◆ **Written tasks**
1. In the text on teaching theses, copy the passage starting at "1. Despite commonplace" and ending at "from past doings).", substituting "researchers" for "scholars".
2. Condense the paragraph of the text on teaching theses that begins "The following theses" into a shorter version that keeps its main facts.

An earlier version of these theses was first presented to the 2021 American Examples cohort, to begin the first workshop devoted to teaching, in May 2021.

In my experience, too many undergraduate classes presume that the students are budding specialists in whatever the topic of the course happens to be, instead of taking seriously that, in many cases throughout the Humanities (and often the Social Sciences as well), this may be the only class in the topic in which the majority of students will ever enroll. If so, it is worth asking what such courses should be teaching students—or, better, how faculty can use their own historical, regional, and ethnographic expertise to introduce students to the study of broad topics of culture-wide relevance (classes that will therefore have application in a wide variety of other settings). For while our classes, regardless their content, provide sites to investigate such complex issues as how to define, describe, compare, interpret, and explain, they are also sites where students learn how groups form, are reproduced, and inevitably come to an end, let alone the workings of such things as status, power, and identification—topics that have wide application, whether that’s in or outside of the university classroom. 

The following theses—deeply influenced by the pedagogical spirit of Jonathan Z. Smith’s work in the study of religion (to such an extent that some now read to me like my own paraphrase of his writing)—focus on the use of juxtaposition with unexpected analogues as a pedagogical strategy to demystify and thereby historicize our subject matter, as a first step toward seeing it as representative of wider issues that deserve attention in the classroom. This, of course, does not mean that a faculty member game to make such a shift does not make full use of their own hard-won expertise when planning their courses and teaching their students; instead, what it means is that such material never stands alone but is framed for the students as always illustrative of wider processes that will undoubtedly be addressed in their other classes, in other disciplines, let alone found elsewhere in culture and history. 

1. Despite commonplace rhetorics to the contrary, the items that scholars study are not self-evidently interesting nor are they unique; instead, they are all exemplary of moments of ordinary human doings (or the artifacts that remain from past doings).

Entries drawn from a collection:
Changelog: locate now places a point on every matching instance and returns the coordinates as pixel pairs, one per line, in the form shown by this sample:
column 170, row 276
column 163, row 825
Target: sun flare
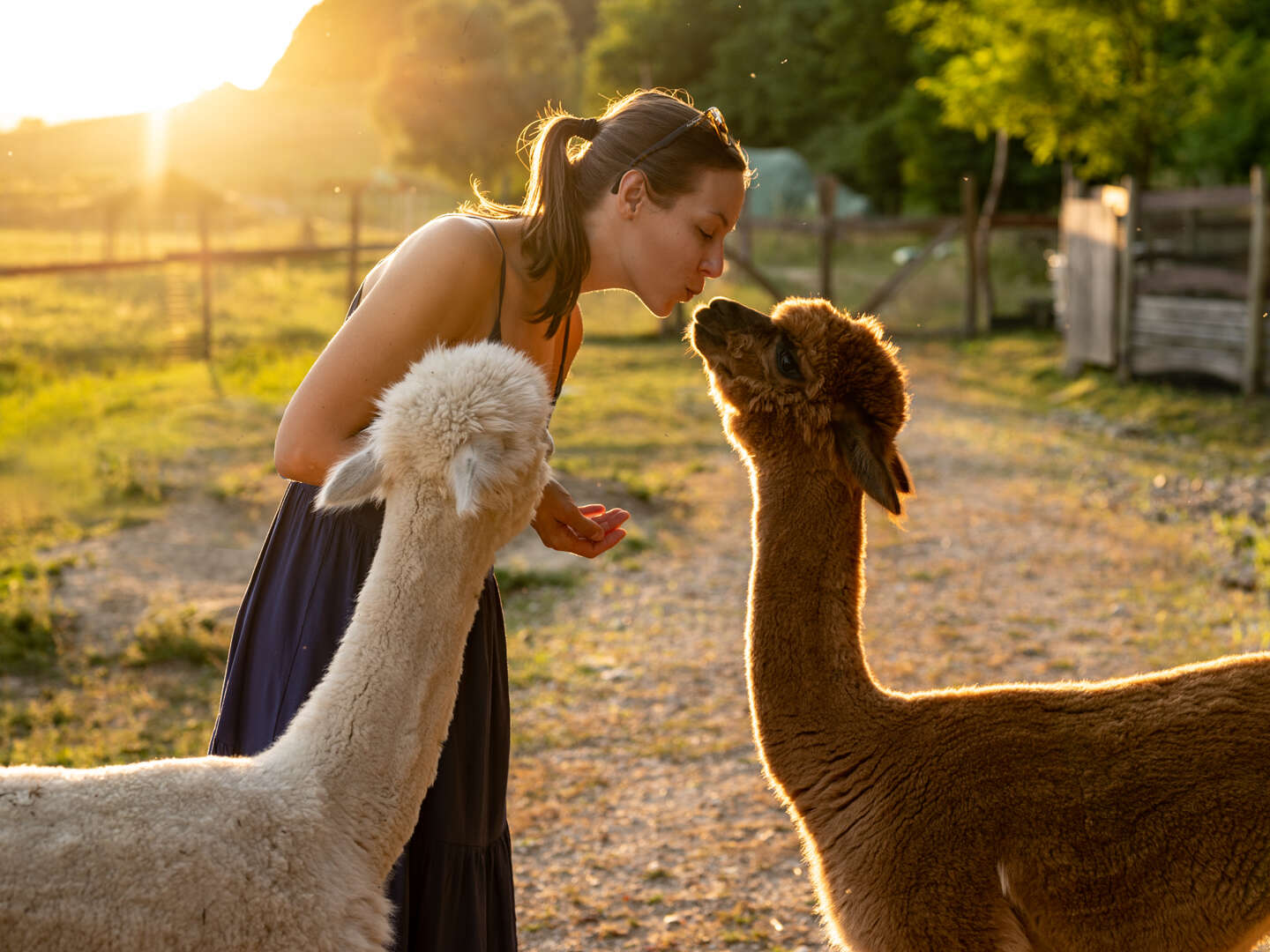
column 80, row 58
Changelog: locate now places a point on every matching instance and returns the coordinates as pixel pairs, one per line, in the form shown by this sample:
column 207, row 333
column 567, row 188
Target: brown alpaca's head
column 808, row 389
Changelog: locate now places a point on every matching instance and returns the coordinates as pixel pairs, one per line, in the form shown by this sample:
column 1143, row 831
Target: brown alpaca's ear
column 871, row 460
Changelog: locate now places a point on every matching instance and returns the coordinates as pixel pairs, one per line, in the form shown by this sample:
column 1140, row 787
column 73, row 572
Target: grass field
column 103, row 421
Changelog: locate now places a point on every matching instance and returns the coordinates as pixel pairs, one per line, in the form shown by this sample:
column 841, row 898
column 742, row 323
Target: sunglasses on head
column 713, row 115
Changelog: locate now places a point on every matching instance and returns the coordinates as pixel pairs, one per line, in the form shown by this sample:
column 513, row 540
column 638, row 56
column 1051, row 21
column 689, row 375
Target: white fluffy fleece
column 290, row 850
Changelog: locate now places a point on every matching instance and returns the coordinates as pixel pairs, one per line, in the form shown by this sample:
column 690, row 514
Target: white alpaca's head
column 467, row 424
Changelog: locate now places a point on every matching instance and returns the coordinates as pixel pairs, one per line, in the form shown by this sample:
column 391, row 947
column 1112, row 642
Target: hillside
column 308, row 126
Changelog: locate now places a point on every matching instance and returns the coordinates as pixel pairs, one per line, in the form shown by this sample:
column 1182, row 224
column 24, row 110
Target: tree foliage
column 1110, row 86
column 470, row 77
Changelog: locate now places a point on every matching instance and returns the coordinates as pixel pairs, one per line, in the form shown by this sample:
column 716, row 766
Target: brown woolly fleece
column 1117, row 816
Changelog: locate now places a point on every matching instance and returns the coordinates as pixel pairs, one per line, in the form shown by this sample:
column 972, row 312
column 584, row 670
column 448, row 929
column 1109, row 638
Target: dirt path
column 640, row 816
column 640, row 819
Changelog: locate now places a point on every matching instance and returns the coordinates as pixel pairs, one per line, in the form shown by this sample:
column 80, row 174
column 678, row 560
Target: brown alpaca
column 1116, row 816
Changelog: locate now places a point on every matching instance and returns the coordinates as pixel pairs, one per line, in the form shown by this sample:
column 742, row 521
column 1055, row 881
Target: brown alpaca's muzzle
column 713, row 323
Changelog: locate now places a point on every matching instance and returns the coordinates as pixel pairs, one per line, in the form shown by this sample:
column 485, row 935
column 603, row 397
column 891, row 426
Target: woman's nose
column 712, row 264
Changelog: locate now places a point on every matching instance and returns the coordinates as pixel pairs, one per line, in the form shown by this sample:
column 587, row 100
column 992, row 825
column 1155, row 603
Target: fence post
column 355, row 230
column 1254, row 354
column 827, row 196
column 1124, row 302
column 205, row 267
column 969, row 227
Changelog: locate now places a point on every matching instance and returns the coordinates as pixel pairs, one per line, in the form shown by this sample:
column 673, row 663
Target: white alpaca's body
column 290, row 850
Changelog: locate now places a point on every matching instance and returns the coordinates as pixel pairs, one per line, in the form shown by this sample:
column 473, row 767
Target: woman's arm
column 439, row 286
column 563, row 524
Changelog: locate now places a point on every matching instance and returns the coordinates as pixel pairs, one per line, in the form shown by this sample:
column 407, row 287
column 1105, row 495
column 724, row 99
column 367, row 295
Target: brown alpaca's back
column 1119, row 816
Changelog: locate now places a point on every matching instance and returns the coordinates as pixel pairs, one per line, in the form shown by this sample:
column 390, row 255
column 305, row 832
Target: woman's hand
column 587, row 531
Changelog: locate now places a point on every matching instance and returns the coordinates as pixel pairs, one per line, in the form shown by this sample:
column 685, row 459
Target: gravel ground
column 1036, row 548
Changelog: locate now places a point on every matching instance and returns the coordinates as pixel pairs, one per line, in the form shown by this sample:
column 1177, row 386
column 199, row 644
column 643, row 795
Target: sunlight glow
column 156, row 145
column 77, row 58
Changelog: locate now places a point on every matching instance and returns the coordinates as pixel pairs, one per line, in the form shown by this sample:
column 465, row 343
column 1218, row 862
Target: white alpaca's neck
column 370, row 735
column 811, row 692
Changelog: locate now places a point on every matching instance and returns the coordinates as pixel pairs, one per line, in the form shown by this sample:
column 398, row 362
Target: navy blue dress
column 452, row 883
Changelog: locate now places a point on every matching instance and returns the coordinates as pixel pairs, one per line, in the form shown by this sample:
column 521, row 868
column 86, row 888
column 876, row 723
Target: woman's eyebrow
column 723, row 219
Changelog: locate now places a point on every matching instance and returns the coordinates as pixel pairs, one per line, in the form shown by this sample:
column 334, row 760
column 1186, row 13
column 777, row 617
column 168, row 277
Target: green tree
column 1095, row 83
column 1229, row 122
column 817, row 75
column 469, row 78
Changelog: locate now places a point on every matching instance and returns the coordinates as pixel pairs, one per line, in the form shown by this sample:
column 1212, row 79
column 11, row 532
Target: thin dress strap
column 564, row 355
column 497, row 334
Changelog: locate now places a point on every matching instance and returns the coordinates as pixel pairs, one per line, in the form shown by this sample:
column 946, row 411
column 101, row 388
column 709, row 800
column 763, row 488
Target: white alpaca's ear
column 871, row 458
column 352, row 481
column 471, row 471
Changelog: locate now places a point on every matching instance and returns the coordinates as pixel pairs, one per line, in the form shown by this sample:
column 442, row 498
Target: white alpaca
column 290, row 850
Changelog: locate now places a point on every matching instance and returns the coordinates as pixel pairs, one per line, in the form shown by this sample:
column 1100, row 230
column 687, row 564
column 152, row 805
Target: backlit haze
column 66, row 60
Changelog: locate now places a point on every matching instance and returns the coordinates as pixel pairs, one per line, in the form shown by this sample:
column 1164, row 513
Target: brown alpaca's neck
column 370, row 734
column 811, row 695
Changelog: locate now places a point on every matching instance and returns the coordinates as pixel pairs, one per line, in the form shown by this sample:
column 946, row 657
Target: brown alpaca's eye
column 787, row 363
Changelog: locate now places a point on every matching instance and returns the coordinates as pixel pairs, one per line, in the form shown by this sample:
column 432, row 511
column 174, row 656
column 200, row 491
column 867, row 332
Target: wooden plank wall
column 1192, row 283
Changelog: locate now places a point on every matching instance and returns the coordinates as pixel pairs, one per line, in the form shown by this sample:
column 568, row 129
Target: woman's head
column 661, row 138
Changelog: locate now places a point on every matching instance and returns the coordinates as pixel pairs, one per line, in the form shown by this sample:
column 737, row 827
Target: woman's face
column 673, row 250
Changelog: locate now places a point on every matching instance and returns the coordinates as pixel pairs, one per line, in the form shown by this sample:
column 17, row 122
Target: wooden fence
column 1168, row 280
column 937, row 230
column 826, row 227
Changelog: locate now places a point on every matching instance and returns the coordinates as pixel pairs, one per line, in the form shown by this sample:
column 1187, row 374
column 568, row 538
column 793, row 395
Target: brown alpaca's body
column 1117, row 816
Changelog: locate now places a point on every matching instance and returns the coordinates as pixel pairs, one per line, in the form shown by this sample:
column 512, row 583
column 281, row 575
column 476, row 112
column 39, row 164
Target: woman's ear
column 631, row 193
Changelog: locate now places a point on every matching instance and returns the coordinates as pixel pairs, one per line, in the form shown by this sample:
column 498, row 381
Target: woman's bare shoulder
column 455, row 247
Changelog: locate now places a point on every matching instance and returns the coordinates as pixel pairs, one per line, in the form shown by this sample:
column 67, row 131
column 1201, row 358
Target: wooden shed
column 1168, row 280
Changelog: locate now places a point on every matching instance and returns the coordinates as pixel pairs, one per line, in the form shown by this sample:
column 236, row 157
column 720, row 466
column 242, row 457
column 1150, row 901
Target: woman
column 644, row 206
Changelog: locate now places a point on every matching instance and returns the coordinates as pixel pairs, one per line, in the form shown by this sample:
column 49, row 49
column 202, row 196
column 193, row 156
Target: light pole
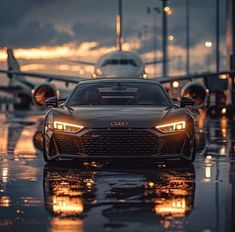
column 157, row 10
column 217, row 36
column 208, row 44
column 164, row 37
column 187, row 38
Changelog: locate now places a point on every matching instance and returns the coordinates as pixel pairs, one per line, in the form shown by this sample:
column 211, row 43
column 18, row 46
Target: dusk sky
column 46, row 33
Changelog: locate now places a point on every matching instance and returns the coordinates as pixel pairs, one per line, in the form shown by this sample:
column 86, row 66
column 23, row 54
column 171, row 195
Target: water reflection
column 162, row 195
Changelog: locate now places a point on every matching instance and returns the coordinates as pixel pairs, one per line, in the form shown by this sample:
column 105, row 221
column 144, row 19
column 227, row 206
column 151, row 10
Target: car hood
column 133, row 117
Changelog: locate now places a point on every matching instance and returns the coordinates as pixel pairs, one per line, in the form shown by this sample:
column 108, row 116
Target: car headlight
column 67, row 127
column 172, row 127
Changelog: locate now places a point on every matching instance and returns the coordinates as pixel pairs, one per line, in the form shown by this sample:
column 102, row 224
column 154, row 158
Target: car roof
column 121, row 79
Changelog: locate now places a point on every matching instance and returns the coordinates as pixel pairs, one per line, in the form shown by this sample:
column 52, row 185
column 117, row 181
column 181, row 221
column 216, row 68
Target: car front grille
column 65, row 144
column 171, row 144
column 119, row 142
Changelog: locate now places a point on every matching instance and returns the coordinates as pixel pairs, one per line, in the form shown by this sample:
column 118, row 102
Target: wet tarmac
column 115, row 197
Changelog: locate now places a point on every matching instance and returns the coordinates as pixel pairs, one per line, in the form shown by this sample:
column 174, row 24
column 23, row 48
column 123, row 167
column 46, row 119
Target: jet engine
column 196, row 92
column 42, row 93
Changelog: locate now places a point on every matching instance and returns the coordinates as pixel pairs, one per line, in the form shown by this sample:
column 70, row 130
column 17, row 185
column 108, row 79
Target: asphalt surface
column 115, row 197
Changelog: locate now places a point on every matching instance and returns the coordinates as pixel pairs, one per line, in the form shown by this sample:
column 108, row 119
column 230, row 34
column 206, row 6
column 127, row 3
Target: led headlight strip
column 67, row 127
column 171, row 127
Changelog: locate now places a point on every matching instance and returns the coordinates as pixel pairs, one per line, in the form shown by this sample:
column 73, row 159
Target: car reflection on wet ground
column 165, row 196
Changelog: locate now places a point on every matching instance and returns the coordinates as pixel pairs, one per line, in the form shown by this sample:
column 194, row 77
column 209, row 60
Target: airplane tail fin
column 119, row 32
column 12, row 62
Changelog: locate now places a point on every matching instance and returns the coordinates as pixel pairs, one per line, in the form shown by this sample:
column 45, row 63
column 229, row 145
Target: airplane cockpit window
column 124, row 62
column 106, row 62
column 132, row 62
column 114, row 62
column 119, row 62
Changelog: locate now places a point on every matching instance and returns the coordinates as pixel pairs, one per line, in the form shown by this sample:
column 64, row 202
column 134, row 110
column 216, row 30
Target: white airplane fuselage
column 119, row 64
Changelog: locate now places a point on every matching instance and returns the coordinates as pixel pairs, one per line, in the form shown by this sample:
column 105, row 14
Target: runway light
column 171, row 37
column 208, row 44
column 223, row 77
column 175, row 84
column 223, row 111
column 168, row 10
column 145, row 75
column 98, row 72
column 94, row 75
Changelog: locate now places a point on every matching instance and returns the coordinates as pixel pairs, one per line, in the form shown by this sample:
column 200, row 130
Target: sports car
column 118, row 119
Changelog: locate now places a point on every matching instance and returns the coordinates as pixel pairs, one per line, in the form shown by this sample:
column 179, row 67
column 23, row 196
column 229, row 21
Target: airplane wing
column 8, row 89
column 81, row 62
column 154, row 62
column 191, row 77
column 48, row 77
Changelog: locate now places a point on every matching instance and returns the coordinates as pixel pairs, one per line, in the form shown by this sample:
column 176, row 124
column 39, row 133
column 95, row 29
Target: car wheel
column 190, row 150
column 45, row 154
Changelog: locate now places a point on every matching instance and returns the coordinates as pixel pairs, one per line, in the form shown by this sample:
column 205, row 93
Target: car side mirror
column 51, row 102
column 185, row 101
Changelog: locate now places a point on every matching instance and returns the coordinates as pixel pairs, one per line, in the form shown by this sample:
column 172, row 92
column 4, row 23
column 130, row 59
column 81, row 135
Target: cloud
column 33, row 34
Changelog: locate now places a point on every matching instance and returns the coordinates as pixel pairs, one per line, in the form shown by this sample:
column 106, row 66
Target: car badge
column 119, row 123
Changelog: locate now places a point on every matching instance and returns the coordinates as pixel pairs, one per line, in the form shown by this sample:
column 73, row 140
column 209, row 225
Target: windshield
column 119, row 93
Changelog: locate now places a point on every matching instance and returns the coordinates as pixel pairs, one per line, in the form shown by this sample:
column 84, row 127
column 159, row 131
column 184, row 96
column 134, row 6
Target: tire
column 190, row 148
column 44, row 151
column 45, row 157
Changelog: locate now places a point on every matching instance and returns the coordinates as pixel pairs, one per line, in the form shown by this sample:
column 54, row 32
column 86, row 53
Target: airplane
column 118, row 64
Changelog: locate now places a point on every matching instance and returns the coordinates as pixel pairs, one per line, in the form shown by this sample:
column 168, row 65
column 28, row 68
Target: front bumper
column 116, row 143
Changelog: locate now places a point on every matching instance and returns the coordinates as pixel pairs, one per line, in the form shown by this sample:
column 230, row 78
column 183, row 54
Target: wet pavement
column 115, row 197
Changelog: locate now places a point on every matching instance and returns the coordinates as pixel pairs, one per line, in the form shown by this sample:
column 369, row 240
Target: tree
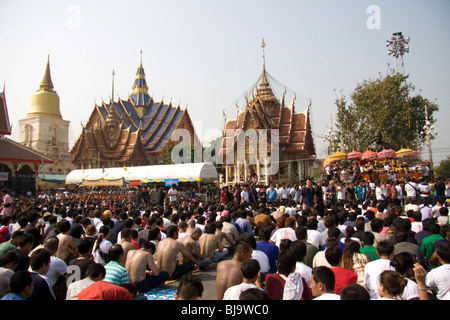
column 384, row 104
column 443, row 170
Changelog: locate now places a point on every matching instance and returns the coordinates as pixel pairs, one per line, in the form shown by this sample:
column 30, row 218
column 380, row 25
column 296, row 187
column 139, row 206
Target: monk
column 142, row 270
column 229, row 271
column 211, row 244
column 67, row 249
column 166, row 255
column 191, row 244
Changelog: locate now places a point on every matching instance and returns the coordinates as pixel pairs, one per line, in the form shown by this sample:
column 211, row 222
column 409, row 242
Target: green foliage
column 384, row 104
column 443, row 170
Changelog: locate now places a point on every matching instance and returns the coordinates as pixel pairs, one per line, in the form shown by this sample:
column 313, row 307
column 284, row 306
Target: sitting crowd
column 299, row 247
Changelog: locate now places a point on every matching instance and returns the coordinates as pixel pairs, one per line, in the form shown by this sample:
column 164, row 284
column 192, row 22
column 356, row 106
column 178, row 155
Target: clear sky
column 205, row 54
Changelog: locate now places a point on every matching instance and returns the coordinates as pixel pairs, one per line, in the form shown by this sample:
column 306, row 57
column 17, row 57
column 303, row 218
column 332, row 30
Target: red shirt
column 102, row 290
column 343, row 277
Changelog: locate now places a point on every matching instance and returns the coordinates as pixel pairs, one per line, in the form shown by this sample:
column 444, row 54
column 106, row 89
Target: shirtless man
column 229, row 271
column 67, row 249
column 211, row 244
column 142, row 270
column 166, row 255
column 191, row 244
column 125, row 242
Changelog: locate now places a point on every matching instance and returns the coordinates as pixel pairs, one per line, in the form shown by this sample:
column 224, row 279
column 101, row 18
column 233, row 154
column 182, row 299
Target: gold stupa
column 45, row 101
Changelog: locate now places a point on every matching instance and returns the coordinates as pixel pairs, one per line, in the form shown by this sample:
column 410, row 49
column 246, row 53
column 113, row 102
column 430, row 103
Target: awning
column 159, row 173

◆ **Expected results**
1.
1. Despite commonplace rhetorics to the contrary, the items that researchers study are not self-evidently interesting nor are they unique; instead, they are all exemplary of moments of ordinary human doings (or the artifacts that remain from past doings).

2. The theses draw heavily on the teaching spirit of Jonathan Z. Smith's work in the study of religion. They center on placing the subject matter beside unexpected analogues to demystify and historicize it. This is a first step toward seeing the material as representative of wider issues that deserve classroom attention. Faculty still make full use of their expertise in planning and teaching. However, the material never stands alone. It is framed as illustrating wider processes that students will meet in other classes and disciplines and elsewhere in culture and history.